▸ **Text for analysis**:
Blockchain, its new rival, and their future in the enterprise

Bitcoin and other cryptocurrencies are already starting to shake up the financial services industry. They have also got entrepreneurs thinking about other applications for the blockchain technology that underlies them, including ones that address various processes inside non-financial companies such as contracts, audits and shipping. The digital signatures that certify each transaction and the distributed, write-only online ledger that constitute the core of the blockchain tech have the potential to offer even more security in these and other areas than more traditional approaches used by businesses.

Blockchain isn’t the only game in town either. The Linux Foundation recently revealed that it is leading an open source effort to develop an alternative to bitcoin’s underlying tech. The initiative, which has been dubbed the Open Ledger Project, is being supported by a coalition of leading financial services and tech companies, including Wells Fargo, State Street, the London Stock Exchange Group, Cisco, Intel, VMware and IBM. IBM, which has been a driving force behind the project, is reportedly contributing many thousands of lines of code to it as well as considerable developer resources.

▸ **Parts of the exercise**:
(1) In the blockchain article, what is the open source effort led by the Linux Foundation called?
(2) Pick up the blockchain article after its last sentence and keep writing it.
The data that comes after this article is separate material.

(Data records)
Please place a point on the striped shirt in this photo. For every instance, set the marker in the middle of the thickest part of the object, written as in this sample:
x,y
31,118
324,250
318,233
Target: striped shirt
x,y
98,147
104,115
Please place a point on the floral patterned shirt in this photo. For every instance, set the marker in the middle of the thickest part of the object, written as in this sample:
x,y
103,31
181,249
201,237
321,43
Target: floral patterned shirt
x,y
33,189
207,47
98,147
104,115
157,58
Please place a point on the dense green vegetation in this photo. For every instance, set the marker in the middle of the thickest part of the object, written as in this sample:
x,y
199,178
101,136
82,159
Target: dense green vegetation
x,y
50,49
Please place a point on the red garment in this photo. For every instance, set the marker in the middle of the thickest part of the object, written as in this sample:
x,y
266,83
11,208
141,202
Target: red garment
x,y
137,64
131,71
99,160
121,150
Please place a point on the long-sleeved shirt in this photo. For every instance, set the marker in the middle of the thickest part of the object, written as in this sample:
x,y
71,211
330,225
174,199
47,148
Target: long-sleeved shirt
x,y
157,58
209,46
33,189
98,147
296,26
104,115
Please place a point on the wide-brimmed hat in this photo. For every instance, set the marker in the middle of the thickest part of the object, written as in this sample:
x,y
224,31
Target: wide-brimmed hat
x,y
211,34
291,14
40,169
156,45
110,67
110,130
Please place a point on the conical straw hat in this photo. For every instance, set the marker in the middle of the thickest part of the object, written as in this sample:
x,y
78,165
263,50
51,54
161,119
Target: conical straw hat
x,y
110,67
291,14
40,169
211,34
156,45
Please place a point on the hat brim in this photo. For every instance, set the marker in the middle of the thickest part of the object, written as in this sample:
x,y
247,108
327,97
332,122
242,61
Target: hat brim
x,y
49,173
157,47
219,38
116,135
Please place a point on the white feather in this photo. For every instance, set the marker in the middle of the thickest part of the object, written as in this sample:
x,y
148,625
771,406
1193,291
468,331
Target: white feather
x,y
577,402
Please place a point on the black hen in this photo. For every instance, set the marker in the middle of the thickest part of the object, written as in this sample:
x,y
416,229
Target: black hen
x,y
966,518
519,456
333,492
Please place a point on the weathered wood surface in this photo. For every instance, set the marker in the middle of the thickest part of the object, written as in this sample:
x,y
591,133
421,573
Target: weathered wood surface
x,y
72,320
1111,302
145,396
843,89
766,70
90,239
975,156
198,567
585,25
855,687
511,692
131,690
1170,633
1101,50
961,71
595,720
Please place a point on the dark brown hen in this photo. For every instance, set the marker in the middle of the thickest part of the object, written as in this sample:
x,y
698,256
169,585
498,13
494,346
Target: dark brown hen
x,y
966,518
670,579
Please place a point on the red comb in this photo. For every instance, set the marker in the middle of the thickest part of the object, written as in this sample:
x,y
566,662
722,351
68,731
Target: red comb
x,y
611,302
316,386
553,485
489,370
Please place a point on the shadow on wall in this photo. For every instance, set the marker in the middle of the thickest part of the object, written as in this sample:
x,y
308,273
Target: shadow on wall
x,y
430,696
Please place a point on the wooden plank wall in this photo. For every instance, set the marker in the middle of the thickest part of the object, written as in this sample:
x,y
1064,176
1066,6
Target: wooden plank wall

▸ **Answer set**:
(1) The Open Ledger Project.

(2)
The new kid on the block will have some catching up to do with blockchain, which is already being employed in some innovative ways. Nasdaq OMX, the parent company of the NASDAQ stock exchange, wants to use the tech to oversee trades in the stock of private firms and the Securities and Exchange Commission recently approved a plan by Overstock.com that involves the online retailer issuing stock using blockchain technology. Startups such as Digital Asset Holdings and Coinbase are also looking to profit from growing interest in digital tracking and trading using the new approach.

The firms that gain traction here will get plenty of attention. Investment banking firm Magister Advisors thinks that financial institutions will be spending a total of over $ 1 billion on blockchain-related projects in 2017. And finance is just one industry where the new technology could drive significant change. In the music world, startups such as PeerTracks and Bittunes are aiming to use it to revolutionize the way music is bought and shared. And in the art world, Verisart is harnessing the blockchain to improve the way art is secured and verified.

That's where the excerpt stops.